─── Entries supplied ───
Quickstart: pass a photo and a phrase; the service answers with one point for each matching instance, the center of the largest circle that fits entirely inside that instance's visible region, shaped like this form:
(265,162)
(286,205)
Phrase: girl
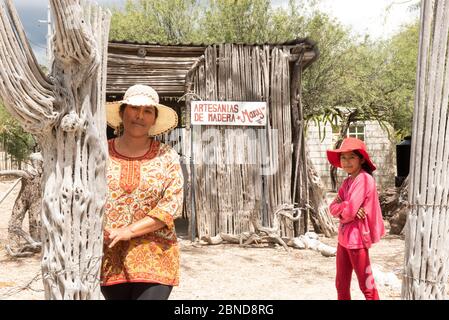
(357,206)
(145,182)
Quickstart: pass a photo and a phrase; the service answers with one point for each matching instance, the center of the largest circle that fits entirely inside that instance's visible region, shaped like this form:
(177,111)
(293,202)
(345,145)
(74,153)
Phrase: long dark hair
(365,165)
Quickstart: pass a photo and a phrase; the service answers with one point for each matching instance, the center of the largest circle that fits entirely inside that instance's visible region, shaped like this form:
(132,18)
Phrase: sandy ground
(224,271)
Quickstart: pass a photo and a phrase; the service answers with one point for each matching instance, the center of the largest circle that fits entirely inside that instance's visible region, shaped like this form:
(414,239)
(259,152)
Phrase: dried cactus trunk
(427,228)
(66,114)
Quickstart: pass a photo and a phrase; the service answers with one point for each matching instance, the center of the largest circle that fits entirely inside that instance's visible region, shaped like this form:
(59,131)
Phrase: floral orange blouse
(151,185)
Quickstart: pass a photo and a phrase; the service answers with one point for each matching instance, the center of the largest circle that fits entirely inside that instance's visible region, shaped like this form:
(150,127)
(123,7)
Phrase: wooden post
(66,113)
(427,228)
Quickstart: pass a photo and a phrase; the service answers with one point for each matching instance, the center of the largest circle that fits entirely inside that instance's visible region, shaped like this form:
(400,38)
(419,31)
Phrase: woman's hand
(361,213)
(338,199)
(116,235)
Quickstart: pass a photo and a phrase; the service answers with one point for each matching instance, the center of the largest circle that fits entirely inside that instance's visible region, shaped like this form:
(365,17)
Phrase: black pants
(136,291)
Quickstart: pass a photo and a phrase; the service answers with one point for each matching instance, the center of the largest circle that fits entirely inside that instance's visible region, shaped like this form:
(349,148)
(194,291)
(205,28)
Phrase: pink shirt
(355,233)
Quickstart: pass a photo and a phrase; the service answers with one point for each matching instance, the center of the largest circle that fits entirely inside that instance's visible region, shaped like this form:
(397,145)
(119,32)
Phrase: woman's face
(138,120)
(351,162)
───
Images do not belong in the copy; reproduce all other parts of the records above verbatim.

Quickstart: pass a photo and a phrase; the service answers with one point for each matching instance, the center of the largest circle that fits entirely inside that instance's visible region, shaped like this form:
(265,162)
(286,205)
Phrase: girl
(357,206)
(145,182)
Quickstart: pass a photo and a phrase; the service answers with one point for each matching instance, the center of the largest circle that fits entirely inside that instance's visible region, shaped like this form:
(177,111)
(293,202)
(345,145)
(74,153)
Phrase: long dark hair
(365,165)
Quickstart: pass a photo and a phrase; the service answers with one point for each matching instance, the center of the largest circle that fits entirely inside that instance's visible region, shaped like this form:
(132,18)
Phrase: sandy ground
(224,271)
Quickstart: pass a photo and a phrase; the service answers with one point for each matching instance, the center of the largest circle that fits entirely inside that instance's visible region, shaped like this form:
(414,239)
(259,152)
Phrase: dried cactus trunk
(427,228)
(66,114)
Quickstart: pass a photo and a phrase; the service answers with one point for each matching instance, the center of the largest circle that fits entirely inside that instance's visible region, shaped like this form:
(59,131)
Phrase: floral orange blouse
(151,185)
Quickstart: pass a photo and a phrase; the service answers with one point for each matching instance, the center of the largest circle that fits entirely inside that instance's visible region, shaped like this form:
(150,127)
(123,7)
Phrase: wooden post
(66,113)
(427,228)
Quickstart: pass a photo and a phrase; the service answers with one point for each matching instance, the center of the largest circle that fits entirely inside that instance's visible region, shaped like this form:
(400,38)
(419,31)
Phrase: woman's hand
(361,213)
(338,199)
(116,235)
Quickstart: pass a photo and a phrase; the service answers with one point for each matching instance, the center of the largest circle that fits entirely inside that instance's visible region, shaped like this form:
(365,17)
Phrase: black pants
(136,291)
Quickstart: pass a photo and a phrase; the service answers with one point for each matching instance, the center of the largest circle that fits entirely inside that instance's visible region, shaped like this form:
(349,148)
(194,291)
(205,28)
Phrase: pink shirt
(355,233)
Quickstart: pass a photo and a phrase; the service answers with one point for each matching instance, the center of the largest circle that fits entirely inside that instance's visible region, shaped like this form:
(397,145)
(119,32)
Phrase: woman's face
(138,120)
(351,162)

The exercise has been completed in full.